# General > Recipes >  Turkey Butterfly Breast

## greenasiamcabbagelooking

Has anyone got a nice technique/recipe for cooking a 10lb butterfly turkey breast ?

many thanks and merry christmas !!

----------


## dragonfly

put it in a roasting dish, cover with butter (only need a smear) and bacon, cover with foil and shove in the oven, lowish heat and long cook, take foil off when nearly done to crisp up bacon and turn turkey browner

Simple

----------


## greenasiamcabbagelooking

thanks Dragonfly, just to add that the butterfly breast is boned, 
i just nodded dumbly in bews when he told me the crown would be 'butterfly'  :: 

it's a big blob of a thing, can i roll and tie it ? maybe stuff it ?  
google isn't coming to my rescue !

wish it was summer, it'd be great on the barbeque !!

DATA:

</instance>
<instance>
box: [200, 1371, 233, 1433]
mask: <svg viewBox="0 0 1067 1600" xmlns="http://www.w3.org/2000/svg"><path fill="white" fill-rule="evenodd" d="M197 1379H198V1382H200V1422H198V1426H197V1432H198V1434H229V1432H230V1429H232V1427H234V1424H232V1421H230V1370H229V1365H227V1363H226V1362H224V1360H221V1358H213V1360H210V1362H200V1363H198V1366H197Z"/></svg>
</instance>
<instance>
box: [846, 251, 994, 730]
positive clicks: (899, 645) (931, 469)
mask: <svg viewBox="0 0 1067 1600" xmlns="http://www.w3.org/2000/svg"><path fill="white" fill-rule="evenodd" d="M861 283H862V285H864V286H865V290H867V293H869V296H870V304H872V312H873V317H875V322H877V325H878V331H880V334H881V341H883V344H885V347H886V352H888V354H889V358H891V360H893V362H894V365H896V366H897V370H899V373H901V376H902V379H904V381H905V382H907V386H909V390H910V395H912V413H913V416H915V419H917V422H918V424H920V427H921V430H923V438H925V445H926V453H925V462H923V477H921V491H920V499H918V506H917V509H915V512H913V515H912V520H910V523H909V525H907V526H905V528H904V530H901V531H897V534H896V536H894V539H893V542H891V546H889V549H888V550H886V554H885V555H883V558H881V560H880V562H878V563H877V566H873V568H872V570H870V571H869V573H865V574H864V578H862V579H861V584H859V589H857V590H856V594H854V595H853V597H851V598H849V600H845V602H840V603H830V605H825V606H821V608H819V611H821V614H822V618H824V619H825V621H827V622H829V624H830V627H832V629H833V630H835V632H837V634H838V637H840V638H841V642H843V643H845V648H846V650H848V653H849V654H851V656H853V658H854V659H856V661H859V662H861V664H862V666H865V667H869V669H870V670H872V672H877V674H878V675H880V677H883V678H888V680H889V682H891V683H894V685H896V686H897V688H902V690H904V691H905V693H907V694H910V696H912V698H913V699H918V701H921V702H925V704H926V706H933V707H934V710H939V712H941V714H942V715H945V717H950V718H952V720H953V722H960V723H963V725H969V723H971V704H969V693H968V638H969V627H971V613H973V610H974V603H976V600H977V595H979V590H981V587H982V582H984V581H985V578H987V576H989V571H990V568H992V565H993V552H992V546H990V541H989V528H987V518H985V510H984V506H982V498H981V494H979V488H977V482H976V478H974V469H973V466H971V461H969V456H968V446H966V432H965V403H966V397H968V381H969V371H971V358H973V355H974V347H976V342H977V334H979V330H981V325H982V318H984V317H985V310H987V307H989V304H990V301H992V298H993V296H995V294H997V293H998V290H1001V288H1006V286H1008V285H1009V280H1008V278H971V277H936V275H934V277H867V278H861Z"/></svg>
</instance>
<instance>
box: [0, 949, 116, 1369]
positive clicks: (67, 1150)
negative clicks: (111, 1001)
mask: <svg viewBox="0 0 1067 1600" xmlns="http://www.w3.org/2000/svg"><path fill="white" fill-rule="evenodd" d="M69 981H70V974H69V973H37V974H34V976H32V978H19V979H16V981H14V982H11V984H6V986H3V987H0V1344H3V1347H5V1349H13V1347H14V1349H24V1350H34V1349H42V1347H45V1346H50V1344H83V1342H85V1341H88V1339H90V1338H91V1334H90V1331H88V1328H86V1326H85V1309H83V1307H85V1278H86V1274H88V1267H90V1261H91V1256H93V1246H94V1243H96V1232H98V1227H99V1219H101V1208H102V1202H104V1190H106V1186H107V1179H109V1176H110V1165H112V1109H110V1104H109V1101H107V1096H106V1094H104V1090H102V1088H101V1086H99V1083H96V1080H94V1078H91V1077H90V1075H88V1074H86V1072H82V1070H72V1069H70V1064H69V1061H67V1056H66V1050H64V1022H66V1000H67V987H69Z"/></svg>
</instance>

PROBLEM SET:
1. Translate this sentence from the turkey breast thread into Spanish: "Has anyone got a nice technique/recipe for cooking a 10lb butterfly turkey breast ?"
2. Reproduce the passage of the turkey breast thread starting at "# General >" and ending at "merry christmas !!".

ANSWER SET:
1. ¿Alguien tiene una buena técnica/receta para cocinar una pechuga de pavo en mariposa de 10 libras?

2.
# General > Recipes >  Turkey Butterfly Breast

## greenasiamcabbagelooking

Has anyone got a nice technique/recipe for cooking a 10lb butterfly turkey breast ?

many thanks and merry christmas !!